- [Work task] Could you write what comes next in the passage below on FAD2 structural differences, starting after its last sentence?

- [Passage]

=== Section Start ===

Interpretation of structural differences
As explained above, the sequence alignment of the four varieties showed six substitutions. Nevertheless, in structural analysis, only five could be studied since the first one (Q26H) is situated in the truncated N terminal region. To determine the possible implications of these substitutions in different fatty acid profiles in terms of C18:1 and C18:2 levels, the generated models were analyzed, and no drastic structural changes were observed when the four FAD2 models were superimposed. Nevertheless, careful inspection of the changed amino acid positions showed that four of them are placed in the cytosolic domain, and only one is in the tip of the transmembrane domain. Interestingly, no substitutions were observed near the catalytic cavity. Docking experiments with plant-type ferredoxin protein were conducted to find a plausible explanation of the changes that occurred in the cytosolic domain, since it was demonstrated that in plant FAD2, the electrons needed for the desaturation reaction are obtained from ferredoxin protein [64].

=== Section End ===

Dataset entries
=== Section Start ===

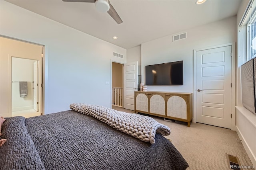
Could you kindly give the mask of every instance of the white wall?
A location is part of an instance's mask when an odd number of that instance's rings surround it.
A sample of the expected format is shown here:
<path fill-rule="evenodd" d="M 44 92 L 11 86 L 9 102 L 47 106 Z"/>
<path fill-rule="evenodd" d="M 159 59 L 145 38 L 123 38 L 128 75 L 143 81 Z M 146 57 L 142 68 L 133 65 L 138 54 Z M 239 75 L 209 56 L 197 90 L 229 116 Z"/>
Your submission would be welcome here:
<path fill-rule="evenodd" d="M 126 63 L 125 49 L 6 1 L 0 6 L 0 34 L 45 45 L 45 113 L 69 109 L 73 102 L 111 107 L 105 82 L 111 60 Z"/>
<path fill-rule="evenodd" d="M 35 60 L 12 57 L 12 111 L 33 108 L 34 63 Z M 20 81 L 28 82 L 28 93 L 25 98 L 20 97 Z"/>
<path fill-rule="evenodd" d="M 193 92 L 193 50 L 235 42 L 236 18 L 203 25 L 180 33 L 188 38 L 172 41 L 172 35 L 144 43 L 141 45 L 141 72 L 145 82 L 145 66 L 183 61 L 183 86 L 148 86 L 148 91 Z M 176 35 L 179 33 L 174 33 Z"/>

=== Section End ===

- [Response]
S82C substitution
As shown in Fig. 7A, the S82C substitution is located at the end of the hydrophobic cone and, more precisely in the turn separating TM1 and TM2 helices. Interestingly, on the cytosolic side, TM2 protrudes a helical turn out of the membrane and provides three histidine (H1 box) coordinating the dimetal active site. Polar contact analysis showed that due to its radical OH, S82 established one hydrogen bond with G85 (Fig. 7A), while C82 established two hydrogen bonds with W86 and G85 (Fig. 7B). Furthermore, a rotation of the TM2 helix was observed when comparing models of the two different varieties (S82-models and C82-models). In fact, in variety models displaying a serine residue, the F86 points to the membrane layer (Fig. 7A), while in variety models with a cysteine residue, the F86 points to the interior cone (Fig. 7B). The consequences of this rotation in the H1 histidine conformation were notable. Remarkably, H105 in S82-models was not involved in the first metal coordination (Fig. 7C), while in C82-models, it participates directly in maintaining the ion for the catalytic reaction (Fig. 7D). It has been demonstrated that weakly bound metals lead to accelerating the turnover reaction of the enzyme [65], [66]. Accordingly, S82-FAD2 would be more effective than C82-FAD2 in desaturating C18:1. This result is in accordance with the fatty acid profile of each variety, where Chemcheli and Oueslati varieties (C82-FAD2) displayed lower linoleic acid level than Chemleli and Chetoui varieties (S82-FAD2).
Fig. 7
(A, B) Close up view of position 82 in S82-model and C82-model respectively, (C, D) Close up view of catalytic histidine involved in one metal binding in S82-model and C82-model respectively. Residues are shown as sticks, H-bonds are shown in red dotted lines, and metal coordinates are represented in blue dotted lines. (For interpretation of the references to color in this figure legend, the reader is referred to the web version of this article.)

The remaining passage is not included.